▶ [EXERCISE TASK]: The records that follow are to be repeated without alteration.

▶ [Collected data]:
[start]

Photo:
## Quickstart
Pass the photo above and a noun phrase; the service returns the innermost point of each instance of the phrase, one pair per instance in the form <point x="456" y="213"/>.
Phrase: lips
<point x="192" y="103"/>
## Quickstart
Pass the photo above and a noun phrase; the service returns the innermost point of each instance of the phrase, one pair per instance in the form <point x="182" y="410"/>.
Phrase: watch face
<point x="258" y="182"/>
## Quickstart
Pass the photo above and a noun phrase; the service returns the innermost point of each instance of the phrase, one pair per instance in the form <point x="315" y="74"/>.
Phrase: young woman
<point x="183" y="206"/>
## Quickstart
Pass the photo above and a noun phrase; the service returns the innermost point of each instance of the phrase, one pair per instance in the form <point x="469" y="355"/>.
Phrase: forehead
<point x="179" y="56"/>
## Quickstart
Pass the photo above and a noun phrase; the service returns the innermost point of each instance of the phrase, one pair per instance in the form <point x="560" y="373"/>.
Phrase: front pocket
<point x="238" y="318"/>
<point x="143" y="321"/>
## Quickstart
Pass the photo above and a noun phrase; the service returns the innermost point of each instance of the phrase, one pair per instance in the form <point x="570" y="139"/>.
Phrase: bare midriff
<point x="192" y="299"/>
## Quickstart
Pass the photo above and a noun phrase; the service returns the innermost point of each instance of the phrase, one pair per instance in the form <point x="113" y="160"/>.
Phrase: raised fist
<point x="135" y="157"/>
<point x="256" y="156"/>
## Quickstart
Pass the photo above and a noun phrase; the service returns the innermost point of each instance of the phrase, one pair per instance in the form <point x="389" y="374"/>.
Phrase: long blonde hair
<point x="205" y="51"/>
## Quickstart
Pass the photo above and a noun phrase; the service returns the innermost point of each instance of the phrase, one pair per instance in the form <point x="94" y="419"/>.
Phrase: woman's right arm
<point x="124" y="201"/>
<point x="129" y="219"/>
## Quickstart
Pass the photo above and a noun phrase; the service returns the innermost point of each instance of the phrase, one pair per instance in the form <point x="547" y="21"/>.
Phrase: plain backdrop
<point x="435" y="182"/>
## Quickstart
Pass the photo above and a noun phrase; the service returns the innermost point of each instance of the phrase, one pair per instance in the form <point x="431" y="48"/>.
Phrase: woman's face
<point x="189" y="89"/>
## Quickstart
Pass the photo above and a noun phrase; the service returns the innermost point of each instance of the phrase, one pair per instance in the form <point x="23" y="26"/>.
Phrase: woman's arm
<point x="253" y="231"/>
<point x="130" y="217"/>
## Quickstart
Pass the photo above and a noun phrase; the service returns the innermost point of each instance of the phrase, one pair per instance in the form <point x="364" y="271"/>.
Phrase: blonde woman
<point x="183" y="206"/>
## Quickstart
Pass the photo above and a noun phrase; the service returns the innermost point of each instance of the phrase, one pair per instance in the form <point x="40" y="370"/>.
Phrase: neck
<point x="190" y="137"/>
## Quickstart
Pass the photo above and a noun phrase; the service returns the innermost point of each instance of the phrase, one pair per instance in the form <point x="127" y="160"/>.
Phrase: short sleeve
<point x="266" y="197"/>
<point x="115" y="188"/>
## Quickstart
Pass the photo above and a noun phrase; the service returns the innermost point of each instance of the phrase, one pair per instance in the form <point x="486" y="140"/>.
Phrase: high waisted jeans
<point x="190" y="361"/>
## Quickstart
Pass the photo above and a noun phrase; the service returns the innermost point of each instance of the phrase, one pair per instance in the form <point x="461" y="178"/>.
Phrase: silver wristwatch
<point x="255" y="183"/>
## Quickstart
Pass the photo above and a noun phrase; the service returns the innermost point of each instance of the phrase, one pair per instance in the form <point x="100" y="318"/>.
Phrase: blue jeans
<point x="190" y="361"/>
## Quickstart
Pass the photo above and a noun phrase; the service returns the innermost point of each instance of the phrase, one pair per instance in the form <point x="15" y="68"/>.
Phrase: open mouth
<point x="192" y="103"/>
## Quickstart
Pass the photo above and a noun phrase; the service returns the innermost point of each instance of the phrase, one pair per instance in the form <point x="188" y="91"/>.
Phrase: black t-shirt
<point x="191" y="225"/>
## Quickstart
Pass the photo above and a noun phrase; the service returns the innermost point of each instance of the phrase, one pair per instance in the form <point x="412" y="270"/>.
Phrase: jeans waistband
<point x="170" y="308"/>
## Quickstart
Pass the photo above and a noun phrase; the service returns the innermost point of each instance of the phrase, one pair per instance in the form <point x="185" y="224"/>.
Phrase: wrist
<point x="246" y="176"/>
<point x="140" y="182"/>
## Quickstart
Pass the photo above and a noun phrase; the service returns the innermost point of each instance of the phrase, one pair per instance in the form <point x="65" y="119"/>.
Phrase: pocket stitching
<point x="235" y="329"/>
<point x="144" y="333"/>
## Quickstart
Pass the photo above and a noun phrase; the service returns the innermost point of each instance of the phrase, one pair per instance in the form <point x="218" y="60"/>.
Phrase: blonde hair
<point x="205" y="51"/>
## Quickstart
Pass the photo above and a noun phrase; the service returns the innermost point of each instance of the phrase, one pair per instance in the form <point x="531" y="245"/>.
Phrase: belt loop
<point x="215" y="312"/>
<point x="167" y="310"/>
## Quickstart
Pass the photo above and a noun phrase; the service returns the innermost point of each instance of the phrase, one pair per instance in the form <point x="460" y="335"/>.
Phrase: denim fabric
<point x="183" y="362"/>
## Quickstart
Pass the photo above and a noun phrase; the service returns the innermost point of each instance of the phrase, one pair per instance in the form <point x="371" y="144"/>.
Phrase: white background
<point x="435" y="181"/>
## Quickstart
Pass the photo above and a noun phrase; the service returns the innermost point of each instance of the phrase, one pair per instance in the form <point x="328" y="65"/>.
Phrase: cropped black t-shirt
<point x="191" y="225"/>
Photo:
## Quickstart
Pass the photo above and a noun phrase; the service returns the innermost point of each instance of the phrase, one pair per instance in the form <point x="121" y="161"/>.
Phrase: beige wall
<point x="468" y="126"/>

[end]

▶ [OUTPUT BELOW]:
Photo:
## Quickstart
Pass the photo above and a noun phrase; the service returns the innermost point of each instance of the phrase, one pair per instance in the form <point x="456" y="213"/>.
Phrase: lips
<point x="192" y="103"/>
## Quickstart
Pass the photo above and a noun phrase; the service returns the innermost point of each instance of the phrase, one pair per instance in the form <point x="182" y="410"/>.
Phrase: watch face
<point x="258" y="182"/>
## Quickstart
Pass the photo above and a noun phrase; the service returns the innermost point of each instance of the phrase, one pair per instance in the form <point x="315" y="74"/>.
Phrase: young woman
<point x="183" y="206"/>
## Quickstart
Pass the photo above and a noun phrase; the service returns the innermost point of each instance of the phrase, one pair per instance in the form <point x="469" y="355"/>.
Phrase: forehead
<point x="179" y="56"/>
## Quickstart
Pass the photo above and a noun phrase; the service returns the innermost point of each instance of the phrase, one pair per instance in the form <point x="560" y="373"/>.
Phrase: front pocket
<point x="238" y="318"/>
<point x="143" y="321"/>
## Quickstart
Pass the photo above and a noun phrase; the service returns the innermost point of each instance of the phrase, one pair per instance in the form <point x="570" y="139"/>.
Phrase: bare midriff
<point x="192" y="299"/>
## Quickstart
Pass the photo above and a noun phrase; the service returns the innermost point of each instance of the phrase, one pair per instance in the form <point x="113" y="160"/>.
Phrase: raised fist
<point x="135" y="157"/>
<point x="256" y="156"/>
## Quickstart
Pass the photo above and a noun phrase; the service returns the innermost point of each instance of the phrase, one pair per instance in the form <point x="389" y="374"/>.
Phrase: long blonde hair
<point x="205" y="51"/>
## Quickstart
Pass the photo above and a noun phrase; the service returns the innermost point of each instance of the phrase, one pair per instance in the form <point x="94" y="419"/>.
Phrase: woman's right arm
<point x="124" y="201"/>
<point x="129" y="219"/>
## Quickstart
Pass the photo above and a noun phrase; the service returns the innermost point of each instance of the phrase, one pair per instance in the form <point x="547" y="21"/>.
Phrase: plain backdrop
<point x="435" y="182"/>
## Quickstart
Pass the photo above and a noun phrase; the service returns the innermost point of each instance of the phrase, one pair per instance in the form <point x="431" y="48"/>.
Phrase: woman's face
<point x="189" y="89"/>
## Quickstart
Pass the photo above and a noun phrase; the service returns the innermost point of each instance of the phrase, one pair per instance in the form <point x="23" y="26"/>.
Phrase: woman's arm
<point x="253" y="231"/>
<point x="130" y="217"/>
## Quickstart
Pass the photo above and a noun phrase; the service returns the innermost point of each instance of the phrase, one pair per instance in the form <point x="364" y="271"/>.
Phrase: blonde woman
<point x="183" y="206"/>
## Quickstart
Pass the photo above and a noun phrase; the service returns the innermost point of each instance of the phrase, one pair per instance in the form <point x="40" y="370"/>.
Phrase: neck
<point x="190" y="137"/>
## Quickstart
Pass the photo above and a noun phrase; the service returns the innermost point of each instance of the phrase, one pair per instance in the form <point x="127" y="160"/>.
Phrase: short sleeve
<point x="266" y="197"/>
<point x="115" y="188"/>
## Quickstart
Pass the photo above and a noun phrase; the service returns the innermost point of each instance of the phrase, one pair per instance in the form <point x="486" y="140"/>.
Phrase: high waisted jeans
<point x="190" y="361"/>
## Quickstart
Pass the photo above and a noun phrase; the service returns the innermost point of each instance of the phrase, one pair per instance in the form <point x="461" y="178"/>.
Phrase: silver wristwatch
<point x="255" y="183"/>
## Quickstart
Pass the photo above and a noun phrase; the service returns the innermost point of each instance of the phrase, one pair per instance in the form <point x="100" y="318"/>.
Phrase: blue jeans
<point x="190" y="361"/>
## Quickstart
Pass the photo above and a noun phrase; the service returns the innermost point of each instance of the phrase, one pair per instance in the form <point x="15" y="68"/>.
Phrase: open mouth
<point x="192" y="103"/>
## Quickstart
Pass the photo above and a noun phrase; the service returns the innermost point of each instance of the phrase, one pair per instance in the form <point x="188" y="91"/>.
Phrase: black t-shirt
<point x="191" y="225"/>
## Quickstart
Pass the photo above and a noun phrase; the service returns the innermost point of each instance of the phrase, one pair per instance in the form <point x="412" y="270"/>.
Phrase: jeans waistband
<point x="170" y="308"/>
## Quickstart
Pass the photo above and a noun phrase; the service returns the innermost point of each instance of the phrase, one pair per instance in the form <point x="185" y="224"/>.
Phrase: wrist
<point x="246" y="176"/>
<point x="140" y="182"/>
## Quickstart
Pass the photo above and a noun phrase; the service returns the innermost point of each instance of the phrase, one pair per instance in the form <point x="65" y="119"/>.
Phrase: pocket stitching
<point x="235" y="329"/>
<point x="144" y="333"/>
## Quickstart
Pass the photo above and a noun phrase; the service returns the innermost point of each instance of the phrase, one pair per instance in the form <point x="218" y="60"/>.
Phrase: blonde hair
<point x="205" y="51"/>
## Quickstart
Pass the photo above and a noun phrase; the service returns the innermost point of each instance of the phrase, one pair per instance in the form <point x="531" y="245"/>.
Phrase: belt loop
<point x="215" y="312"/>
<point x="167" y="310"/>
## Quickstart
Pass the photo above and a noun phrase; the service returns the innermost point of each instance of the phrase, one pair per instance in the form <point x="460" y="335"/>.
Phrase: denim fabric
<point x="183" y="362"/>
## Quickstart
Pass the photo above and a noun phrase; the service returns the innermost point of each instance of the phrase, one pair per instance in the form <point x="371" y="144"/>.
Phrase: white background
<point x="435" y="181"/>
## Quickstart
Pass the photo above and a noun phrase; the service returns the innermost point of each instance of the phrase, one pair per instance in the form <point x="328" y="65"/>.
Phrase: cropped black t-shirt
<point x="191" y="225"/>
Photo:
## Quickstart
Pass the photo above and a noun phrase; the service returns the innermost point of each instance of the phrase, one pair per instance in the form <point x="121" y="161"/>.
Phrase: beige wall
<point x="468" y="126"/>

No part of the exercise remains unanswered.